> _Questions_:
1. Answer these questions from the passage on China's economy:
(a) Who is quoted as saying that Omicron is easier to predict than the Chinese government?
(b) Roughly what share of China's GDP is driven by exports?
(c) What share of global PP demand did China account for in 2022?
2. Continue the passage on China's economy and PP demand from its final sentence, in the same voice.

> _Source passage_:
--- --- ---

How will China generate the welfare benefits it needs to pay for its rapidly ageing population now that the property bubble has imploded, given that the main source of local government financing has been land sales? This is just one of many challenges resulting from the greying of China’s population.

And what about the “trust” thing? We must address the sensitive subject of trust in the consistency of government policy direction because of the sudden reversal of zero-COVID policies. Uncertainty over whether there could be further sudden changes in policy direction may undermine both consumer spending and business investment.

“In some ways, Omicron is easier to predict than the Chinese government,” Jörg Wuttke, the president of the European Union Chamber of Commerce in China, was quoted as saying in a 9 January Wall Street Journal article.

“We see that a more politicised environment makes figuring out what decision makers are about to do very difficult,” he added.

We must further consider the impact on the Chinese economy of persistently high overseas inflation, given that some 20% of China’s GDP is driven by exports.

But still, as the JP Morgan real-time economic data quoted earlier show, when a car goes from five miles an hour to, say, 30 miles an hour, that’s a 500% increase. Large parts of the economy were shut down during zero-COVID, so of course consumer spending will increase as sectors re-open.

The question is how much the metaphorical car will pick up speed relative to 2021 – the year before severe lockdowns and the end of the property bubble. On these terms, I maintain that there is a significant risk of a weaker recovery than is being priced in by stock-market investors. 

As for global chemical and polymer markets, you should not need reminding that China is a huge, huge deal. Here is a reminder, anyway, using PP as an example.

Either a 79%  global average PP operating rate in 2023 or just 76%

With China accounting for 40% of global PP demand in 2022, up from only 15% in 2000, we must consider very seriously the global impact of the earlier three scenarios for China’s PP demand in 2023.

--- --- ---

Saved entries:
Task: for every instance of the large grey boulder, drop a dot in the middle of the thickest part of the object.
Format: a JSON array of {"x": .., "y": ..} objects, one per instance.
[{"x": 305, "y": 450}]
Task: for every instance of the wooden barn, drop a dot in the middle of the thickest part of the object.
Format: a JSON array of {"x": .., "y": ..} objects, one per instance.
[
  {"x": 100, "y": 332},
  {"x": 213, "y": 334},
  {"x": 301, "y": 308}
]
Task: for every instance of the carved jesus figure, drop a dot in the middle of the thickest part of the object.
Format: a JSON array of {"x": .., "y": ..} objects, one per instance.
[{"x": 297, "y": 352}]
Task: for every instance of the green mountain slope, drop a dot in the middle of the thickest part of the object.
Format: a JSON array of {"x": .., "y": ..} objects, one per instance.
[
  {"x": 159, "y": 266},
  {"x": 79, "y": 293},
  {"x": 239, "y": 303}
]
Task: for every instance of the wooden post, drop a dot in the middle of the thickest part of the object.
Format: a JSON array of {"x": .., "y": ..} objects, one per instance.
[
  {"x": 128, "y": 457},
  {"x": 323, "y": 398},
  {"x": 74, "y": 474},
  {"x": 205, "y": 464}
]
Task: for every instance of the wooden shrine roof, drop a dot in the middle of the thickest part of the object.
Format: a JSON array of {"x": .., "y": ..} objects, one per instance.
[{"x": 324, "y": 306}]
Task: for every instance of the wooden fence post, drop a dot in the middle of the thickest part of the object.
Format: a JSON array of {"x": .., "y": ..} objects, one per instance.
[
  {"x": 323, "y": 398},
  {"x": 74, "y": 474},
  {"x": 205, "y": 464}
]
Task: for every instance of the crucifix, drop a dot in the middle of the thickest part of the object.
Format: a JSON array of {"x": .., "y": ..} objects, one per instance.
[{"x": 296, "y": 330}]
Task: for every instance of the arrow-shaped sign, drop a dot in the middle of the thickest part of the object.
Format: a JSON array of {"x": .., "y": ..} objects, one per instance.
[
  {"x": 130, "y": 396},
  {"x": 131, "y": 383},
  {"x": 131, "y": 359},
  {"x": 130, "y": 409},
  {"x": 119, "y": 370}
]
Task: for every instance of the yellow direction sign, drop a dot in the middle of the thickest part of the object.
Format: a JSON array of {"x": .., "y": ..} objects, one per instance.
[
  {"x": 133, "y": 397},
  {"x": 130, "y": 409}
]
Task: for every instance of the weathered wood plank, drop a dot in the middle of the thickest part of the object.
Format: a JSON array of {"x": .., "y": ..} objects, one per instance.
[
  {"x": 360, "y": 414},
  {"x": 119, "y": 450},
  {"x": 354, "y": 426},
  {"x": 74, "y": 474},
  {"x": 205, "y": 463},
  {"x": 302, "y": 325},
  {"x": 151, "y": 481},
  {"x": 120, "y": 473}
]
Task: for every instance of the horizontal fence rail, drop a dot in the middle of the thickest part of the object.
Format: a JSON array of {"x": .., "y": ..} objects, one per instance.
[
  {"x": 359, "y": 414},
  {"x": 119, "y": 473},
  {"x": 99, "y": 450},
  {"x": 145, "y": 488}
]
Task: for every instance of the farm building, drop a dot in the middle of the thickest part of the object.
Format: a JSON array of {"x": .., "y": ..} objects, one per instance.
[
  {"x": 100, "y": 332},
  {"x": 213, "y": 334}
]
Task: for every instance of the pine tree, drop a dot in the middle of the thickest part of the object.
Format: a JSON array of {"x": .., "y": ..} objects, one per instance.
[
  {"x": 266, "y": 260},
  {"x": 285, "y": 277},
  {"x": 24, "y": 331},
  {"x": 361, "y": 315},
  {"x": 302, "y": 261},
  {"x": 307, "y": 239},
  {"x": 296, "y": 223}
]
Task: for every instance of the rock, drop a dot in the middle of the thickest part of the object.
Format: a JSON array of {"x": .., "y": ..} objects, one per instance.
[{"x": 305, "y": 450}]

--- --- ---

> _Answers for each item_:
1.
(a) Jörg Wuttke, the president of the European Union Chamber of Commerce in China.
(b) Some 20%.
(c) 40%.

2.
Let’s start with the ICIS base case.

Even under the ICIS base-case China demand growth of 6%, we are forecasting a global operating rate of 79% this year and capacity greater than demand by 21m tonnes. This compares with an average annual global operating rate of 87% between 2000 and 2022. Annual average capacity surplus to demand was at 8m tonnes in 2000-2022.

A 2% decline in China growth would leave the market 2.8m tonnes smaller than our base case. This would in turn increase capacity surplus to demand – assuming, of course, that all the new plants come on-stream on schedule – to 24m tonnes. The global operating rate would slip to 78%.

The worst-case outcome, minus 5% growth, would leave demand 3.8m tonnes lower than our base and push surplus capacity to 25m tonnes. The global operating rate would slip to 76%.

Note that the two downside scenarios leave growth elsewhere in the world unchanged from the ICIS base case. This is unrealistic, I am afraid, given the importance of the Chinese economy to the rest of the world. Lower growth elsewhere would be inevitable.

Conclusion: Workshops and scenarios

As even our base case chart for PP shows (and it is a very similar story in PE), PP faces an historically difficult year, the worst since at least 2000.

This reflects the polycrisis we confront involving events in China, high levels of global inflation and the end of the benign geopolitical era that followed the collapse of the Berlin Wall. When you add growing sustainability pressures, the chemicals industry has probably never before faced such a difficult and uncertain operating environment.

So, what should you do? The answer is to get your teams together in “demand and supply” workshops to plan and constantly re-plan for 2023. And you must build deep and constantly revised scenarios for China and all the other markets.

As I’ve discussed before and as the chart below reminds us:

Making the right decisions week-by-week on sales targets for different countries and regions will make all the difference.

You can successfully take advantage of the mini troughs and dips on the left-hand side of the above V if you, say, accurately assess that the Turkey market will be stronger than the India market in March.

And this must be underpinned by constantly updated views on China.